**Point-per-instance localization data:**
- Opening Delimiter -
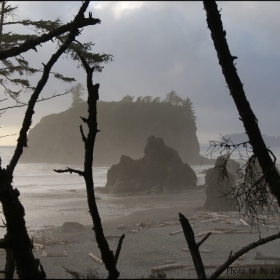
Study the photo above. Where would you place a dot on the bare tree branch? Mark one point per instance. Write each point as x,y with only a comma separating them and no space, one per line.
42,99
32,43
119,248
28,267
241,252
70,170
93,96
193,246
247,116
22,140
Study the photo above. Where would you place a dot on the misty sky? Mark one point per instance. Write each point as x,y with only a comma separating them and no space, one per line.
164,46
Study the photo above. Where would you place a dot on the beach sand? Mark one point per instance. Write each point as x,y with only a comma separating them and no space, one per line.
147,247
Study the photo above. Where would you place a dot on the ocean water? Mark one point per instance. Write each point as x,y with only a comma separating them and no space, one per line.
34,177
40,177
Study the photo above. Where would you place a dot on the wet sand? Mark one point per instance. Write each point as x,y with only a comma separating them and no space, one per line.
146,247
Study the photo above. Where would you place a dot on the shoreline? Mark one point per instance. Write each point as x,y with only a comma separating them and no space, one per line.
147,247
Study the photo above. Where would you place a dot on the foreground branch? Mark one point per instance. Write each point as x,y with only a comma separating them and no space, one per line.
70,170
241,252
247,116
193,246
107,255
32,43
27,266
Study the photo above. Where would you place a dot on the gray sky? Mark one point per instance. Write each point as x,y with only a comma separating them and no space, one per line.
164,46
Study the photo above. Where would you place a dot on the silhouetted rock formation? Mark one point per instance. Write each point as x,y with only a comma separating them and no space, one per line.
124,129
218,185
161,169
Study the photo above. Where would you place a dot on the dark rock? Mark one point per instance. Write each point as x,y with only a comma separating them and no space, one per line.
160,168
71,227
217,186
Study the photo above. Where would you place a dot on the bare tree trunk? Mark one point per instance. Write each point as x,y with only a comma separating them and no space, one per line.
247,116
108,257
93,96
17,236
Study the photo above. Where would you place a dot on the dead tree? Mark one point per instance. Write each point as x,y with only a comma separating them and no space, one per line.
16,238
109,259
247,116
260,151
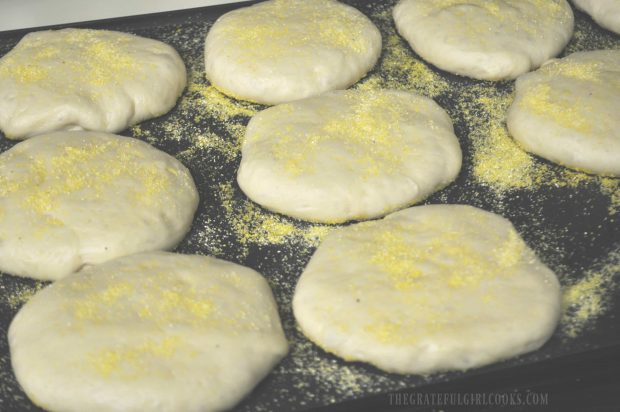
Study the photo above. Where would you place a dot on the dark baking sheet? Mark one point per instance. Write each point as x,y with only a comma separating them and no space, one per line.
569,218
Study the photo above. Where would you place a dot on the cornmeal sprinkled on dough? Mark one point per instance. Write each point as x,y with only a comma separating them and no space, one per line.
325,24
162,303
252,225
205,131
16,295
73,170
543,101
585,300
499,163
103,61
369,128
135,361
398,68
444,253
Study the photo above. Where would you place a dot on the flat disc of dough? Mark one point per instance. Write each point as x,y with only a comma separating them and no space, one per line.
604,12
567,112
485,39
428,288
79,79
72,198
282,50
348,155
147,332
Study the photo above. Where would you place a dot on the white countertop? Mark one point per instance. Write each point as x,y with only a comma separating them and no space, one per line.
20,14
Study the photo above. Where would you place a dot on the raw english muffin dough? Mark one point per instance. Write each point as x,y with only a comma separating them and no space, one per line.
348,155
426,289
148,332
80,79
282,50
485,39
567,112
604,12
74,198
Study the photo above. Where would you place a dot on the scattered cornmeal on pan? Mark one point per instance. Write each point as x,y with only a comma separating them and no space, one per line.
80,79
282,50
348,155
485,39
73,198
148,332
567,112
604,12
426,289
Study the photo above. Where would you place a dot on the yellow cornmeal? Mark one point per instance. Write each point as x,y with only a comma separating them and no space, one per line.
134,361
369,129
586,299
252,225
80,171
499,163
503,18
543,101
398,68
100,61
405,263
16,296
264,30
149,301
573,70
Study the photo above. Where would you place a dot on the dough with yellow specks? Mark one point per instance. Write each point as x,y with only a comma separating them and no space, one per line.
81,79
567,112
348,155
485,39
283,50
149,332
429,288
73,198
604,12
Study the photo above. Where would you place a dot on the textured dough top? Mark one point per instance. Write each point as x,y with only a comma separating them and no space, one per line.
282,50
348,154
152,331
567,111
86,80
485,39
70,198
425,289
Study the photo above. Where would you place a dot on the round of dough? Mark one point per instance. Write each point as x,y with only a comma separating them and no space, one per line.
74,198
348,155
283,50
148,332
604,12
485,39
79,79
567,112
426,289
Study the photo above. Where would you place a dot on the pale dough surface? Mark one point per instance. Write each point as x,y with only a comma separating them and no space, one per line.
567,112
80,79
426,289
74,198
485,39
348,155
604,12
148,332
282,50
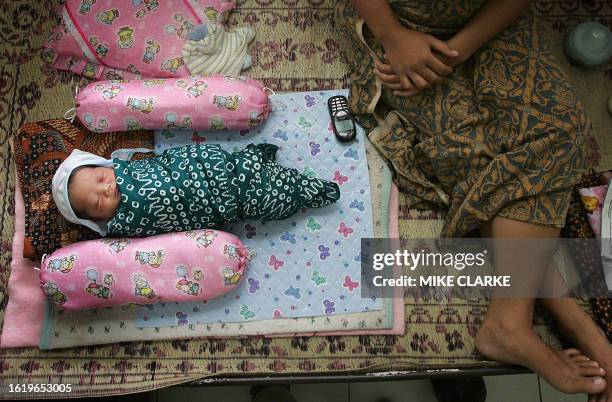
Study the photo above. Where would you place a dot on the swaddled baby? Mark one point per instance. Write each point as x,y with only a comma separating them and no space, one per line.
188,188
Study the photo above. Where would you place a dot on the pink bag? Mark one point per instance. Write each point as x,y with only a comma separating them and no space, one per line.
199,103
177,267
121,39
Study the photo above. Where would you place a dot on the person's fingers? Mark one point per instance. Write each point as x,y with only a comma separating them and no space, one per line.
384,67
387,79
403,92
418,81
571,352
439,66
443,47
430,76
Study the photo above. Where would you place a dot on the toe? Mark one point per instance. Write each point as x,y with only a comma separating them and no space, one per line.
571,352
588,363
591,371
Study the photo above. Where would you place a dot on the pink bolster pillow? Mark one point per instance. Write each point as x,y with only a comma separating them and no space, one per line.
174,267
118,39
214,102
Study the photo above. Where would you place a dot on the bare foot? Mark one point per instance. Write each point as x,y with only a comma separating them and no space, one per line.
564,371
577,325
585,366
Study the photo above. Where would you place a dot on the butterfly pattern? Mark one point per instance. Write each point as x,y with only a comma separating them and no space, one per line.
253,285
293,292
339,178
281,134
312,258
350,284
329,306
309,100
345,230
314,148
288,237
275,263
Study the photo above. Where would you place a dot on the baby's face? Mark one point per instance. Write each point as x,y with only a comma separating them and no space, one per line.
93,193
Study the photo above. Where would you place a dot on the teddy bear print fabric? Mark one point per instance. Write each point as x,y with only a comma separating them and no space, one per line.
122,39
216,102
188,266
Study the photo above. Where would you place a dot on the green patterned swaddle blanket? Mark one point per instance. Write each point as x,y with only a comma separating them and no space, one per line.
203,186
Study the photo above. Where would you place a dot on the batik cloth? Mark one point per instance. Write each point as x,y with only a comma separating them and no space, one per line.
203,186
503,135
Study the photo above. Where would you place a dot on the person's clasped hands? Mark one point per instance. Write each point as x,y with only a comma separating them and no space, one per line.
414,61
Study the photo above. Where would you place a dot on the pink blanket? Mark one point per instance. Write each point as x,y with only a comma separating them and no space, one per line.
25,310
24,313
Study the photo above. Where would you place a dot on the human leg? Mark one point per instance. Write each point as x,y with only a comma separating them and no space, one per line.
576,324
507,333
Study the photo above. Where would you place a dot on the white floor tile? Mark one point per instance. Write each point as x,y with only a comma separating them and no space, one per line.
549,394
395,391
512,388
205,394
320,392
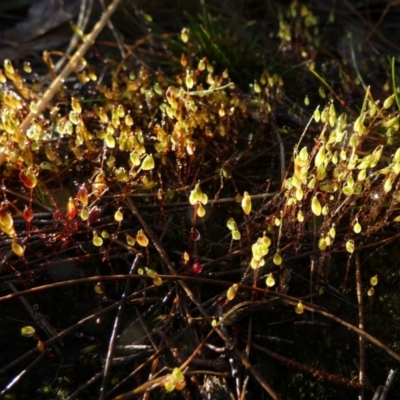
- Closing Delimiter -
**WHAT NEEDS TO BE DONE:**
Copy out every line of the data above, taking care to leave the pictures out.

**OUTPUT FOR THIS TASK:**
Study the photo above. Where would you place a dot on the bare tree branch? Mark one point per instance. Write each point as x,y with only a comma separating them and no space, one per line.
42,99
32,43
119,248
28,267
241,252
70,170
93,96
193,246
247,116
22,140
Study the photo above. Where would you place a dot on the misty sky? Mark one point per instance. Write each point as x,y with only a comma separating them and no space, one per line.
164,46
Study the photo above. Where would you place a dot on the beach sand? Mark one point per instance. Write each point as x,y with only a comma separating them and no space, one per line.
147,247
Study the photo above. Where would you place a dot on the ocean water? Mark one point per instance. Write each point as x,y with only a comma separating them and no space, one per line.
34,177
40,177
Study the photo above. Where would you place a dot on the wet sand? Mark one point per instance. Write each point as x,y with only a comma separating them and no space, one per line.
146,247
Study the photo above. Where would you place a dot on the shoreline? Mark one point per instance. Write each point as x,y with only a comma separating them and no space, one per line.
147,247
Study the photo above. Where would you place a dot on the foreground branch? Mark one point per instance. Write each point as x,y with only a comma separating them and no space, one per line.
70,170
241,252
247,116
193,246
107,255
32,43
27,266
Study the photo above. Where would you place a dot on the gray sky? Mark one point per instance. Write each point as x,y with only a comma separating them and no space, one per line.
164,46
Study the photo above. Where would you place a dot on the silhouetted rock formation? Mark one point per instance. Write each point as x,y with only a comma separating them and no space, one per line.
124,129
218,185
161,169
Study the photo above. Where would you place a dot on the dark rock? Mark one point per instance. Write each point as x,y with only a comma separating them and no space, one per line.
160,168
71,227
217,186
Study the photo above. Where would you place a dot on the bare tree trunk? Mark one point per instance. Write each point as x,y with only a comma separating them and no space, one per line.
247,116
108,257
93,96
17,236
Study the photo above. Where would you place a dot on the dead tree? Mark one point per instance. Write each point as x,y with only a comma separating them and no space, one per line.
16,238
109,259
247,116
260,151
Study the photo above. Where would you place a dot on the dark baking sheet? Mark one point per instance. Write each point as x,y with only a comma separating them and no space, one per line.
569,218
Study the photo above. Where would you place a dot on the cornmeal sprinkled on dough? Mark one point per instance. Write each point as x,y with only a comma separating them and no space, one per line.
325,24
162,303
252,225
205,131
16,295
73,170
543,101
585,300
499,163
103,61
369,128
135,361
398,68
444,253
Study the photo above. Where would you place a dot on the flat disc of dough? Mark one point per instance. Write each point as x,y with only a comma separating them and no space, one per line.
604,12
567,112
485,39
428,288
79,79
72,198
282,50
348,155
147,332
Study the photo above. Where would you place a dot on the white countertop? Mark one point per instance. Write each point as x,y with only a comma separating them and no space, one per line.
20,14
Study the photo above. Where would you place a dot on the raw english muffin dough? Mark one point per instance. Write each point as x,y with only a comma separating them and no space, one per line.
348,155
426,289
148,332
80,79
282,50
485,39
567,112
604,12
74,198
Study the photo above. Where would you place a dot on the scattered cornmeal on pan? Mark one point per instance. Write each point as x,y with only a comma separating them and no space, one per line.
80,79
282,50
348,155
485,39
73,198
148,332
567,112
604,12
426,289
Study the photo above. Where would you place a dot on the yellow cornmeal? Mark one point per instance. Write each point as x,y with only a comma separating them and no space, one per line.
134,361
369,129
586,299
252,225
80,171
499,163
503,18
543,101
398,68
100,61
405,263
16,296
264,30
149,301
573,70
Study the photo above. Where would you place a dot on the dough with yellow specks? Mark one point per instance. Write each point as x,y with only a comma separating them and no space, one per line.
81,79
567,112
348,155
485,39
283,50
149,332
429,288
73,198
604,12
Study the photo above. Where would you place a dot on the textured dough top? Mark one point per instance. Write each point as x,y with only a comma separating them and no space, one per line.
282,50
348,154
152,331
567,111
86,80
485,39
70,198
425,289
Study the photo above. Where would you place a dot on the round of dough? Mark one point per instance. Write each point as x,y with only a comma separating them and no space, one per line.
74,198
348,155
283,50
148,332
604,12
485,39
79,79
567,112
426,289
Study the photo above. Where would you place a dot on the pale dough surface? Mark one point per instance. Write each point as x,y with only a comma separating them and no space, one per line.
567,112
80,79
426,289
74,198
485,39
348,155
604,12
148,332
282,50
Study the photo above. Where would you place a dot on the swaddled baby? Mark one point per instance. Write each point as x,y with only a comma separating them and no space, one per line.
188,188
Study the photo above. Where would you place a dot on the pink bag? Mark one point per instance. Write each point as x,y with only a comma separating them and no space, one per line.
199,103
177,267
121,39
Study the photo above. Where would you place a dot on the person's fingers? Mark one point per instance. Write each point as x,y with only a comma separating them and no space, one per line.
384,67
387,79
403,92
418,81
571,352
439,66
443,47
430,76
Study the photo above. Where would you place a dot on the toe? Mark one point per instance. Write each point as x,y with only a comma separating them and no space, one per line.
571,352
588,363
591,371
Study the photo above. Where would you place a dot on the pink bolster pillow? Mark one point per instance. Write each point as x,y with only a comma separating them and no space, one per line.
174,267
118,39
214,102
Study the photo above. Where would you place a dot on the bare foot? Mark one point per instance. Write each point as x,y with only a comma separating them and no space, one per line.
564,371
577,325
585,366
Study the photo above. Where would you place a dot on the butterfly pattern? Mark one point per instance. Write each point as x,y with only a comma separating them and no space, one per line.
253,285
293,292
339,178
281,134
312,258
350,284
329,306
309,100
345,230
314,148
288,237
275,263
Study the photo above. Where would you place a dot on the baby's face? Mark one point per instance. Write each point as x,y with only a comma separating them and no space, one per line.
93,193
Study the photo above. Where would you place a dot on the teddy bear print fabric? Mark one point per instance. Write each point as x,y with only a comma separating them and no space, one per line.
122,39
216,102
188,266
Study the photo above. Where would you place a dot on the green patterned swaddle blanket? Mark one point per instance. Write each point as x,y with only a comma separating them and no space, one per line.
203,186
Study the photo above. Where would you place a dot on the batik cloth? Mark one point per instance. Write each point as x,y with only a comma separating them and no space, one per line.
203,186
503,135
Study the photo above. Where would you place a dot on the person's clasped hands? Mark one point per instance. Write each point as x,y with only a comma separating them and no space, one per line.
414,61
Study the photo above. Where would you place a dot on the pink blanket? Mark one point per instance. Write each point as x,y with only a comma separating them and no space, one per line.
25,310
24,313
Study the photo above. Where would you place a dot on the human leg? Mark one point per instance. Write each point as x,y with only a comma separating them and no space, one per line.
576,324
507,333
Study the photo above. Where would you place a dot on the white floor tile? Mark one point per instance. Write each point as x,y with only a comma separating them and no space, one per line.
549,394
395,391
512,388
205,394
320,392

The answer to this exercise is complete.